**Tasks to carry out:**
1. Can you sum up Mike Emmons's recent posts in two sentences?
2. Could you give Mike Emmons's recent posts again from "When Paul Park" up to and including "man Vian's craziness.", switching "novellas" to "short novels"?

**Passage to read:**
+===+

Mike Emmons's recent posts
Recent public discussion board posts (showing 1-20 of 43).
When Paul Park (writer of one of my all-time favorite novels, CELESTIS, and two or three other classics) went YA it was really discouraging. I don't know if it's the marketplace or a real desire to write for young adults. Still, I just ordered a copy of this. :)
A friend of mine who works at FSG says Denis Johnson's next published book will be a collection of three or four novellas. "Train Dreams" will definitely be included, and perhaps "Nobody Move" as well.
"Love in the Afternoon" was one of those stories that worked better as fiction than as film, I thought. "La Collectioneuse" is just the opposite, and for me that's Rohmer's best movie. BTW, Tosh, have you ever seen Bela Tarr's "Werckmeister Harmonies"? Nothing else I can think of comes as close to capturing the crazy tone of your man Vian's craziness.

+===+

**Dataset extract:**

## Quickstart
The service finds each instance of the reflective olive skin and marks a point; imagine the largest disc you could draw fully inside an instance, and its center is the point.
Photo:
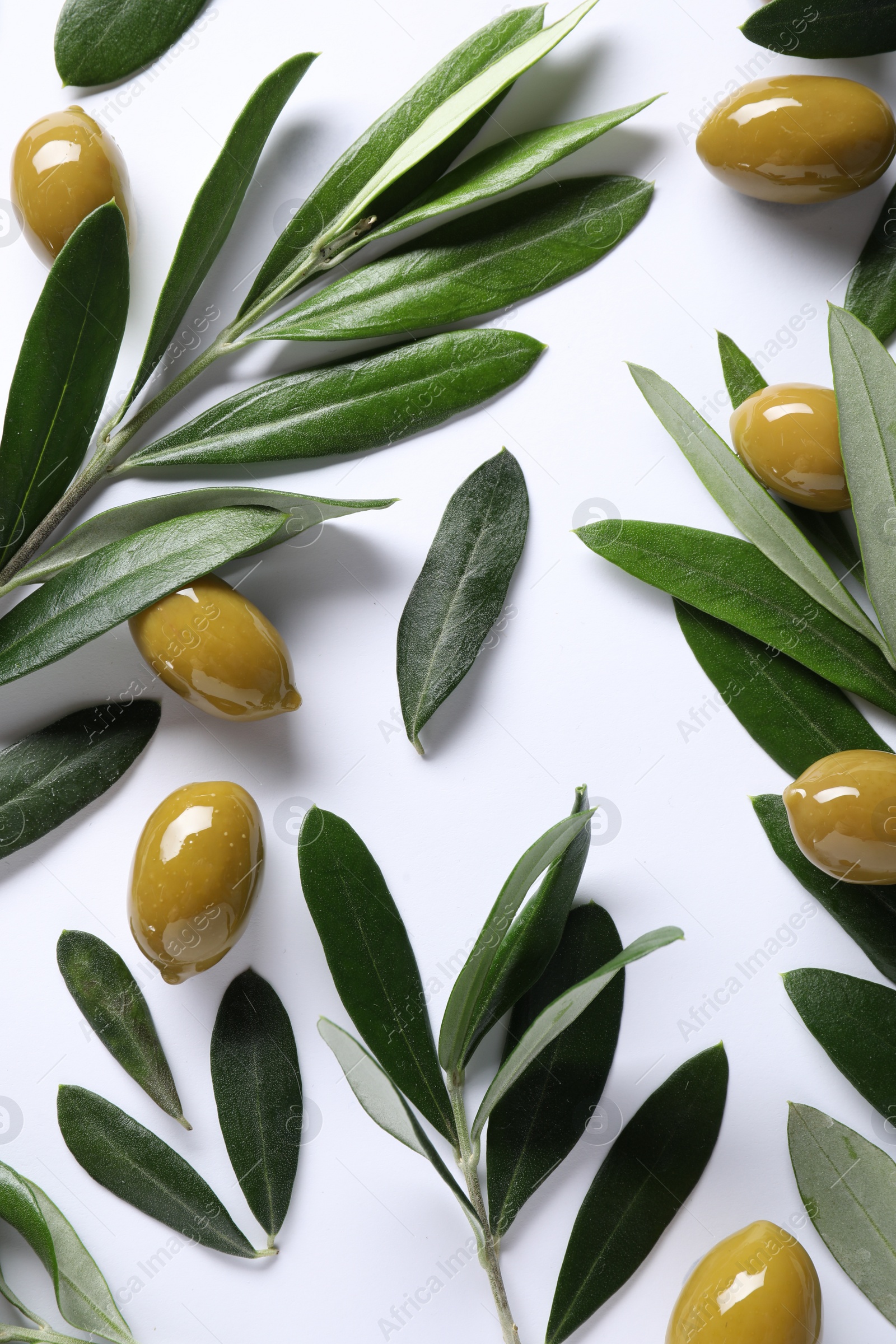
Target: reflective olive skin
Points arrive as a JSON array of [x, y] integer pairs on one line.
[[197, 871], [843, 815], [63, 169], [758, 1287], [789, 438], [799, 139], [211, 646]]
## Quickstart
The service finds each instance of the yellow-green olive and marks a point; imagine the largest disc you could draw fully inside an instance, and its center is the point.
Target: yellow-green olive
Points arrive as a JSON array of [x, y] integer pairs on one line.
[[789, 438], [63, 169], [843, 815], [758, 1287], [197, 871], [211, 646], [799, 139]]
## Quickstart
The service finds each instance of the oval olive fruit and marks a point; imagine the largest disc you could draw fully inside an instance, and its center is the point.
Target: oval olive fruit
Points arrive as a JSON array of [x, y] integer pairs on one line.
[[63, 169], [758, 1287], [197, 871], [211, 646], [843, 815], [789, 438], [799, 139]]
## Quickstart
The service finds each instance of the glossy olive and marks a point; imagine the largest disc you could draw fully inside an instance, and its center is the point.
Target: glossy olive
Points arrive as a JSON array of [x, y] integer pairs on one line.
[[843, 815], [758, 1287], [799, 139], [789, 438], [197, 871], [211, 646], [63, 169]]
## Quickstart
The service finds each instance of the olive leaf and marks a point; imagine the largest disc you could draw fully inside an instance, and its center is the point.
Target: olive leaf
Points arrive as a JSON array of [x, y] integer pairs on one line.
[[740, 374], [735, 582], [123, 578], [136, 1166], [855, 1022], [871, 293], [371, 960], [533, 939], [55, 772], [349, 407], [82, 1294], [793, 714], [65, 367], [474, 264], [100, 42], [648, 1175], [561, 1014], [867, 914], [258, 1093], [752, 507], [461, 589], [825, 29], [460, 1018], [542, 1117], [216, 207], [348, 175], [113, 1005], [850, 1190]]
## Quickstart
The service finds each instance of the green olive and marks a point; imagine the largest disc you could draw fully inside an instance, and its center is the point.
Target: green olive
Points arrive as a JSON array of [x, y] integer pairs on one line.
[[789, 438], [758, 1287], [799, 139], [197, 871], [211, 646], [63, 169], [843, 815]]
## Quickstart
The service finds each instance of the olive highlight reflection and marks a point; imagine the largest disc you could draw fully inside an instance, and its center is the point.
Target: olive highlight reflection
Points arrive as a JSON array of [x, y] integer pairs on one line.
[[63, 169], [799, 139], [197, 872], [843, 816], [758, 1287]]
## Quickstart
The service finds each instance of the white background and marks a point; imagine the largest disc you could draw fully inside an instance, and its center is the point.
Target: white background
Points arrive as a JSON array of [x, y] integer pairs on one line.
[[590, 682]]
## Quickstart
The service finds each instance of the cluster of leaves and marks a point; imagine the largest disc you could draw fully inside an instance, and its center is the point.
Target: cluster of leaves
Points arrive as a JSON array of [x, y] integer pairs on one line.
[[558, 971], [258, 1094]]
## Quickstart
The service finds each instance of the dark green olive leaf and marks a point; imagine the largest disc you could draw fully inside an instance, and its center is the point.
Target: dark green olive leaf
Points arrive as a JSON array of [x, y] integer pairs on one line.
[[351, 407], [82, 1294], [542, 1117], [740, 374], [100, 42], [850, 1190], [112, 1003], [216, 207], [648, 1175], [55, 772], [460, 592], [379, 143], [534, 937], [473, 265], [824, 29], [867, 914], [371, 960], [750, 506], [734, 581], [302, 511], [123, 578], [459, 1019], [62, 377], [793, 714], [871, 293], [561, 1014], [855, 1022], [258, 1093], [136, 1166]]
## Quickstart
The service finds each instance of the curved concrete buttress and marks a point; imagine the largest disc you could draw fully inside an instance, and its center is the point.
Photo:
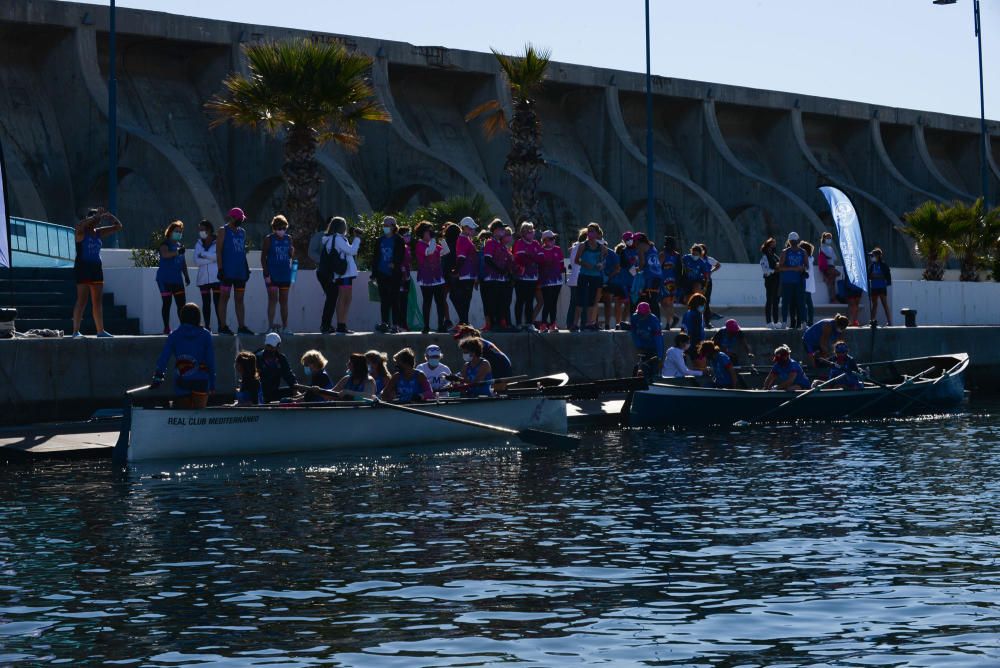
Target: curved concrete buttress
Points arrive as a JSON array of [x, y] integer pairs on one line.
[[688, 187], [928, 163], [871, 202], [885, 160], [471, 181], [184, 173], [794, 202]]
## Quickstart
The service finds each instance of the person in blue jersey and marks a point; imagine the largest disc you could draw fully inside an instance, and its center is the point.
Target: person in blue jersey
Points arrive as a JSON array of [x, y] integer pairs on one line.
[[172, 275], [358, 384], [277, 253], [647, 337], [879, 280], [500, 363], [274, 368], [88, 270], [316, 378], [792, 267], [818, 339], [477, 374], [723, 370], [407, 385], [190, 346], [378, 368], [693, 322], [786, 374], [231, 252], [248, 387], [844, 368], [670, 261]]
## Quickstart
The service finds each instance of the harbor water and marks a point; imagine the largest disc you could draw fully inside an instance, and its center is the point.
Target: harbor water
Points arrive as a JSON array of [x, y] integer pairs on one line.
[[827, 544]]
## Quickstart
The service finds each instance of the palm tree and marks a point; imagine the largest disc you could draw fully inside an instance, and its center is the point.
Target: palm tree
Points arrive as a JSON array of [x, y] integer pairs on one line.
[[310, 93], [927, 226], [525, 75]]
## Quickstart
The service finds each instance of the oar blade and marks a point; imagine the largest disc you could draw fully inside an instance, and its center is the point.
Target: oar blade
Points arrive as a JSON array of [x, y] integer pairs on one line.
[[548, 439]]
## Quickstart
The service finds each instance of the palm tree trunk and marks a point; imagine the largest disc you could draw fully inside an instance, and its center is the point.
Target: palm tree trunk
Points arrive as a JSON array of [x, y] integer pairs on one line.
[[302, 181], [524, 162]]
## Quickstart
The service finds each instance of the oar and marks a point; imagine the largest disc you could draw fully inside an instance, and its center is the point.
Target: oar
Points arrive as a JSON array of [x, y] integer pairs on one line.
[[791, 401], [545, 439], [906, 383]]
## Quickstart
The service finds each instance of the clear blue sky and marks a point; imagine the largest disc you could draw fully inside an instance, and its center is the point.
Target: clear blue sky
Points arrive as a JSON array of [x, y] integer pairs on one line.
[[906, 53]]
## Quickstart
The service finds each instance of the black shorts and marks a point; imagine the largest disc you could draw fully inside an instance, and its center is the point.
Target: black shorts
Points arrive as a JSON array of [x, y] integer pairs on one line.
[[89, 273]]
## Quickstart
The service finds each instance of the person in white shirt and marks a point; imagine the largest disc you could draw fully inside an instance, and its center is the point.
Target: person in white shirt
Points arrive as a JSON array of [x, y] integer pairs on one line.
[[674, 365], [436, 372], [208, 271]]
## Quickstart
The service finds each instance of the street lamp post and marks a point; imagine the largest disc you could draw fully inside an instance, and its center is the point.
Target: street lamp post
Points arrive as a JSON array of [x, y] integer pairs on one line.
[[650, 213], [985, 139]]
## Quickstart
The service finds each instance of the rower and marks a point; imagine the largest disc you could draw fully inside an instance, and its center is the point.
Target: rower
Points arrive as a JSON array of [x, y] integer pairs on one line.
[[191, 347], [844, 368], [723, 371], [818, 339], [786, 374], [407, 384], [647, 337]]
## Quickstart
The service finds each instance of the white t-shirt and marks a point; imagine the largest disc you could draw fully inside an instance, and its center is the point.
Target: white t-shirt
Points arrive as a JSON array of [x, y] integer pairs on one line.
[[436, 376]]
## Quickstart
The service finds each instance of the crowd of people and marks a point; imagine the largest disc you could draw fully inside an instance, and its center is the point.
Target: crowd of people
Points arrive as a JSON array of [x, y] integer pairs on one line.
[[519, 276]]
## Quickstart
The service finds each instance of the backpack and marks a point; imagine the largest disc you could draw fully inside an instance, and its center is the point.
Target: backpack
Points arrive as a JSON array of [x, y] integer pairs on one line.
[[331, 262]]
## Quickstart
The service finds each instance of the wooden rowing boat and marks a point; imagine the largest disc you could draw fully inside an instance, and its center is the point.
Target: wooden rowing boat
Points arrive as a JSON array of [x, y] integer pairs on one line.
[[684, 402], [225, 431]]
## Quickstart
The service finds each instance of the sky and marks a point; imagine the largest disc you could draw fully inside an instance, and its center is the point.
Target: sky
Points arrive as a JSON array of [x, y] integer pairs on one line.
[[903, 53]]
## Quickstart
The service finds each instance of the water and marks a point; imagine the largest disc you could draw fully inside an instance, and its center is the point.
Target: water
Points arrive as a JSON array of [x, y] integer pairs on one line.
[[823, 545]]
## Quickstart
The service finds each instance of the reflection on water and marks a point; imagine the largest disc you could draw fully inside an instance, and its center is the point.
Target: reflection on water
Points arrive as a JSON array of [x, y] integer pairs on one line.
[[788, 545]]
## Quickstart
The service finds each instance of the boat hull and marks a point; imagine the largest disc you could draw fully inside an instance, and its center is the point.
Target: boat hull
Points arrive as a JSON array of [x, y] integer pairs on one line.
[[160, 433], [684, 405]]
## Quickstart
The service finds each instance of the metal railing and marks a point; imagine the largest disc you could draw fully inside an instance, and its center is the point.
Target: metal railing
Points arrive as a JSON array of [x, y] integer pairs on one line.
[[40, 238]]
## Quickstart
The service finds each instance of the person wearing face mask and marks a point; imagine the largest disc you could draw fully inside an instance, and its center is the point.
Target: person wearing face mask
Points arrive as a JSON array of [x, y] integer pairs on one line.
[[316, 379], [387, 270], [234, 271], [786, 374], [436, 371], [769, 261], [171, 276], [273, 367], [407, 385], [208, 271], [827, 262], [693, 322], [647, 337], [844, 368], [675, 366], [277, 253], [527, 254], [477, 374], [792, 267]]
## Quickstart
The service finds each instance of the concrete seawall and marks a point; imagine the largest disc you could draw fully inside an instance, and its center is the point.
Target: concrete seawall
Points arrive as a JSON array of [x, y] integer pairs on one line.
[[47, 380]]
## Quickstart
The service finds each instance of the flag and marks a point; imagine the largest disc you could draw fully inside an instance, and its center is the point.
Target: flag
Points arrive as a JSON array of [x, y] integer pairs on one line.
[[4, 217], [852, 246]]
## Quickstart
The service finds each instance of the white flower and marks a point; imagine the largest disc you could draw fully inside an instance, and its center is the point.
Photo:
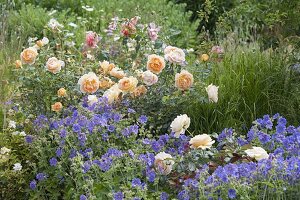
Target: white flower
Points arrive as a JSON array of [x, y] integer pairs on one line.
[[180, 124], [22, 133], [73, 25], [203, 141], [45, 41], [149, 78], [17, 167], [191, 50], [51, 13], [12, 124], [15, 133], [92, 99], [89, 83], [212, 92], [174, 55], [113, 93], [258, 153], [4, 150], [54, 65], [88, 8], [163, 163], [54, 25]]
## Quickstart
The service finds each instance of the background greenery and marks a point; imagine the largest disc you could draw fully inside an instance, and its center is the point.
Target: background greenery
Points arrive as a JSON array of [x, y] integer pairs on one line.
[[259, 84]]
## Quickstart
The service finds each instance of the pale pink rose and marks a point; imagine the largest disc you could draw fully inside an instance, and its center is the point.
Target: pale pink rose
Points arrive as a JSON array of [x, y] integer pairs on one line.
[[54, 65], [149, 78], [153, 31], [163, 163], [175, 55], [91, 39]]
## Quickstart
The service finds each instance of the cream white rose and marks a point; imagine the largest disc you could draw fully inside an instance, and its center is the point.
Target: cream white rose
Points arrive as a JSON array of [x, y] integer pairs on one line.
[[203, 141], [112, 94], [163, 163], [155, 63], [12, 124], [4, 150], [128, 84], [184, 80], [117, 72], [17, 167], [29, 55], [257, 153], [106, 67], [54, 24], [54, 65], [149, 78], [89, 83], [180, 124], [92, 99], [174, 55], [212, 92]]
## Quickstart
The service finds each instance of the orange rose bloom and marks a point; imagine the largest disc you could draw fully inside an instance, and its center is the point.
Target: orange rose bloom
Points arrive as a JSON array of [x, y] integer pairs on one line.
[[127, 84], [56, 107], [29, 55], [155, 63], [106, 67], [139, 91], [62, 92], [89, 83], [18, 64], [117, 72], [184, 80], [105, 83], [204, 57]]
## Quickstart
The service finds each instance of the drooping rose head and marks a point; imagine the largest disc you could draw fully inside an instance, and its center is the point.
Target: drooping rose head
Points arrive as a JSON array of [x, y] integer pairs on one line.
[[153, 31], [29, 55], [212, 92], [174, 55], [129, 27], [92, 99], [203, 141], [42, 42], [163, 163], [184, 80], [112, 94], [128, 84], [257, 153], [139, 91], [91, 39], [54, 65], [204, 57], [54, 24], [117, 73], [18, 64], [149, 78], [180, 124], [105, 83], [155, 63], [89, 83], [106, 67], [56, 107], [62, 92]]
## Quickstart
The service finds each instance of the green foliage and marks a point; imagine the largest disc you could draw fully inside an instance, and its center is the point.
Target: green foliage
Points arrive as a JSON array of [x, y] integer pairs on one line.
[[252, 83], [268, 21], [207, 12], [181, 32]]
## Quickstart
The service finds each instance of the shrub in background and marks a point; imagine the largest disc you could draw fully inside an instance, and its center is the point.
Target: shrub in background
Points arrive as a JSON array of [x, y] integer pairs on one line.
[[251, 83]]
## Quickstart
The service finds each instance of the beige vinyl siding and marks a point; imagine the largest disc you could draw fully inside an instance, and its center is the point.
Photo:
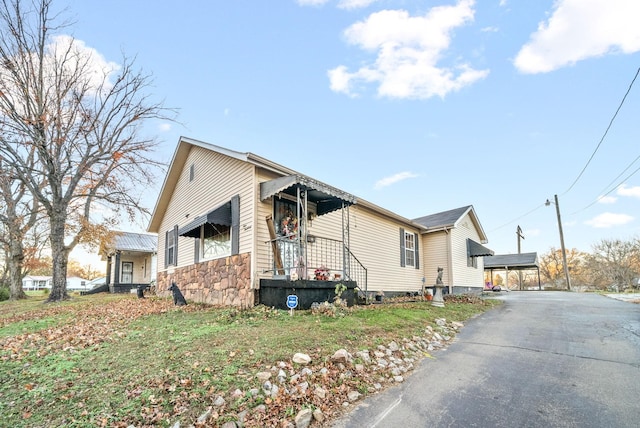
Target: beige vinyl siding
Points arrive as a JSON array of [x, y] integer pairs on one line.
[[435, 251], [217, 178], [263, 209], [463, 275]]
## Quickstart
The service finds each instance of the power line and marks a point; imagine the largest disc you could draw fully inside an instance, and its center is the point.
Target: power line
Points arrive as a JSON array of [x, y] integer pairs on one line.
[[613, 188], [605, 133], [516, 219]]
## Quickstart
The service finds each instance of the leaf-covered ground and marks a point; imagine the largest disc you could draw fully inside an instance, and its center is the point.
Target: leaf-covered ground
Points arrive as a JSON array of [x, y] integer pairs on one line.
[[120, 361]]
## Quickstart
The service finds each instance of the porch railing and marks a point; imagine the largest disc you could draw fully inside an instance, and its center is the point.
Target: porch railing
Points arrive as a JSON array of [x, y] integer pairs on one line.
[[304, 258]]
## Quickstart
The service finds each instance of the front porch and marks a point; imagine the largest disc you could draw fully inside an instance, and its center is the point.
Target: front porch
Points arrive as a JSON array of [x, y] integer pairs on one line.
[[299, 260]]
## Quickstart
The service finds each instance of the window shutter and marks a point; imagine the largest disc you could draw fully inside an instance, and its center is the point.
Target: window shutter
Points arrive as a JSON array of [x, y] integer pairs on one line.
[[402, 249], [166, 250], [417, 246], [235, 224], [175, 245]]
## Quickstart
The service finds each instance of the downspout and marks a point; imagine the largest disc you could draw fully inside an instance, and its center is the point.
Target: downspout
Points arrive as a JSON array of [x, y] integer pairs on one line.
[[449, 261]]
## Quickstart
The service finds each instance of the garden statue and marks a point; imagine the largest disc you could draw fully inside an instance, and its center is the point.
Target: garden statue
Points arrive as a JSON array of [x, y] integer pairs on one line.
[[437, 296]]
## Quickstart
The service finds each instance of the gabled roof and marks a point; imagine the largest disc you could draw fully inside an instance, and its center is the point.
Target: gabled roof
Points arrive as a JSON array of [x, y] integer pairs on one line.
[[450, 219], [512, 261], [130, 241], [182, 152]]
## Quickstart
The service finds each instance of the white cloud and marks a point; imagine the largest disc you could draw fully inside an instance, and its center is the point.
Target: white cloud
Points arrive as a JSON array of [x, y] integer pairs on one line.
[[607, 200], [355, 4], [409, 49], [312, 2], [388, 181], [607, 220], [634, 192], [581, 29]]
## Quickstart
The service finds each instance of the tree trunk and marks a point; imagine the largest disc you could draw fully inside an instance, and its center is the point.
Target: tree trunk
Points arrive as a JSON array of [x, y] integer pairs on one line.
[[60, 258], [15, 275]]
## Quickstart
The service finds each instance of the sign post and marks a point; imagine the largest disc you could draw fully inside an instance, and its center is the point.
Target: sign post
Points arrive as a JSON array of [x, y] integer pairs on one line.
[[292, 302]]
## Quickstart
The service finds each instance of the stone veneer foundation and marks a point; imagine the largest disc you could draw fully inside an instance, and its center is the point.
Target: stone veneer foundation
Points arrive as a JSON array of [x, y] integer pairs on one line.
[[225, 281]]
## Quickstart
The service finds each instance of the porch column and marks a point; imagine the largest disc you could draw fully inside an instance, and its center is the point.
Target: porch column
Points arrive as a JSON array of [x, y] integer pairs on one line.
[[108, 277]]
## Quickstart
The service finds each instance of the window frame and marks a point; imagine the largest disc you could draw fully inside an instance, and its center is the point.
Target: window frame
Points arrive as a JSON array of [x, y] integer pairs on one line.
[[203, 241]]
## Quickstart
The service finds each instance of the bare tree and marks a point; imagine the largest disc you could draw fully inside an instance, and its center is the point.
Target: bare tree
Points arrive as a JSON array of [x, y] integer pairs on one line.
[[616, 263], [18, 215], [82, 118]]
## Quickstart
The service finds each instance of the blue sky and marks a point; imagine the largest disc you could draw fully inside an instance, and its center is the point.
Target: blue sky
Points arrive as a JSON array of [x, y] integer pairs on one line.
[[416, 106]]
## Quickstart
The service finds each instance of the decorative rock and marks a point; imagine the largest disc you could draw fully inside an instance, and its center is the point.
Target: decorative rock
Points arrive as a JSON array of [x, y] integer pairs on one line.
[[318, 415], [320, 392], [203, 417], [341, 356], [274, 391], [303, 418], [300, 358], [263, 376], [353, 396]]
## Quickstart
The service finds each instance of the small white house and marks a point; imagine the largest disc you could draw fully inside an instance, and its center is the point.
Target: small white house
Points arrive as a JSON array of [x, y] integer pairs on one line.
[[33, 282], [76, 283]]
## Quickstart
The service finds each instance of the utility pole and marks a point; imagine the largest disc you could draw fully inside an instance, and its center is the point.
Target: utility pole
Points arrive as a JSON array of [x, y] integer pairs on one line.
[[564, 252], [520, 236]]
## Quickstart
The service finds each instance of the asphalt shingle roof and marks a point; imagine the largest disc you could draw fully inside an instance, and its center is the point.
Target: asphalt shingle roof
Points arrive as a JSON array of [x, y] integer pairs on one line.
[[129, 241], [445, 218]]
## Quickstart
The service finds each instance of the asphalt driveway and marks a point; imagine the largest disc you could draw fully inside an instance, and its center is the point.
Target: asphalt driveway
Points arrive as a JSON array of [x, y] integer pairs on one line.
[[543, 359]]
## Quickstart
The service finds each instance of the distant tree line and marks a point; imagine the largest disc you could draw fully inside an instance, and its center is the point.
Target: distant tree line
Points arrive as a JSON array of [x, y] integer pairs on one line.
[[613, 265]]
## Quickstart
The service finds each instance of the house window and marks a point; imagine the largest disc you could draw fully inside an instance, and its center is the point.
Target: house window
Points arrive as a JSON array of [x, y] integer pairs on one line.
[[472, 262], [409, 253], [216, 241], [409, 248], [127, 273], [171, 247]]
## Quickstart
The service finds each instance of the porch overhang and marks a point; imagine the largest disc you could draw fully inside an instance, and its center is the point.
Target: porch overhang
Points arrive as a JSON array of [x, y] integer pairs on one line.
[[475, 249], [326, 198], [220, 215]]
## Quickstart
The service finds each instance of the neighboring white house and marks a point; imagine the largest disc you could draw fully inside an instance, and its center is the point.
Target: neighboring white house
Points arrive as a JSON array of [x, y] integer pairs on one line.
[[75, 283], [31, 282]]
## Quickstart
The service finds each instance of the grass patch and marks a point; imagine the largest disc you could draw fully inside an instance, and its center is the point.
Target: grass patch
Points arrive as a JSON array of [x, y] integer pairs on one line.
[[105, 360]]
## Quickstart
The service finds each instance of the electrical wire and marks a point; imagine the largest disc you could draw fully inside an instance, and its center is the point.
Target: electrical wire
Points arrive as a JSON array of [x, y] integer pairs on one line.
[[613, 188], [605, 133], [516, 219]]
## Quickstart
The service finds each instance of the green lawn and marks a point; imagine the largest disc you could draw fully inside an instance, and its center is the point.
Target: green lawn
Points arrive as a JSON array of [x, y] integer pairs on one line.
[[114, 360]]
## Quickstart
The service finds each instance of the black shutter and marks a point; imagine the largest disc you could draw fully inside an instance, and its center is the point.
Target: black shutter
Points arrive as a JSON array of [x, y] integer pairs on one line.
[[417, 246], [175, 245], [402, 249], [166, 249], [235, 224]]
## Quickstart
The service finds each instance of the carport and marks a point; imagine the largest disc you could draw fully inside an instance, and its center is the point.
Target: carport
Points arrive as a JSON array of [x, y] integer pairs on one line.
[[510, 262]]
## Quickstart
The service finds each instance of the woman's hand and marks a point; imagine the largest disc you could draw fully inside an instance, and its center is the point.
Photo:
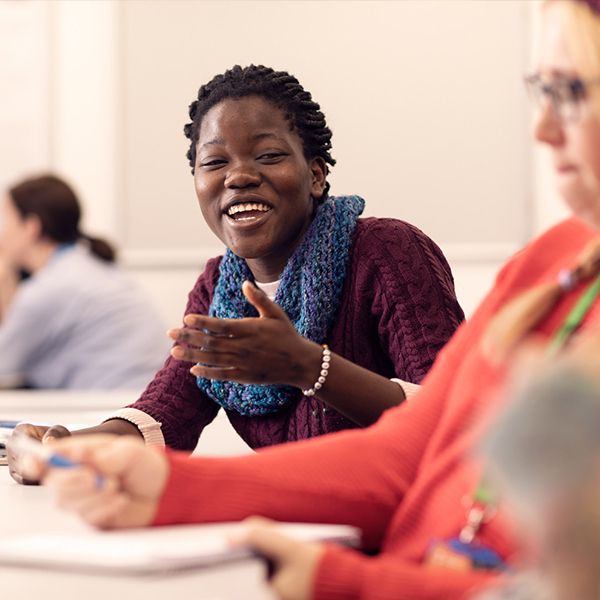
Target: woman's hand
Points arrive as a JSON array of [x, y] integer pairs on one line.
[[133, 479], [37, 432], [295, 563], [265, 349]]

+===+

**Answers below:**
1. Mike Emmons found it discouraging when Paul Park, author of CELESTIS, turned to young-adult fiction, and he passes on a friend's report from FSG that Denis Johnson's next book will collect three or four novellas, "Train Dreams" among them. He also judges "Love in the Afternoon" better as fiction than as film and "La Collectioneuse" the reverse, and he asks Tosh whether he has seen Bela Tarr's "Werckmeister Harmonies".

2.
When Paul Park (writer of one of my all-time favorite novels, CELESTIS, and two or three other classics) went YA it was really discouraging. I don't know if it's the marketplace or a real desire to write for young adults. Still, I just ordered a copy of this. :)
A friend of mine who works at FSG says Denis Johnson's next published book will be a collection of three or four short novels. "Train Dreams" will definitely be included, and perhaps "Nobody Move" as well.
"Love in the Afternoon" was one of those stories that worked better as fiction than as film, I thought. "La Collectioneuse" is just the opposite, and for me that's Rohmer's best movie. BTW, Tosh, have you ever seen Bela Tarr's "Werckmeister Harmonies"? Nothing else I can think of comes as close to capturing the crazy tone of your man Vian's craziness.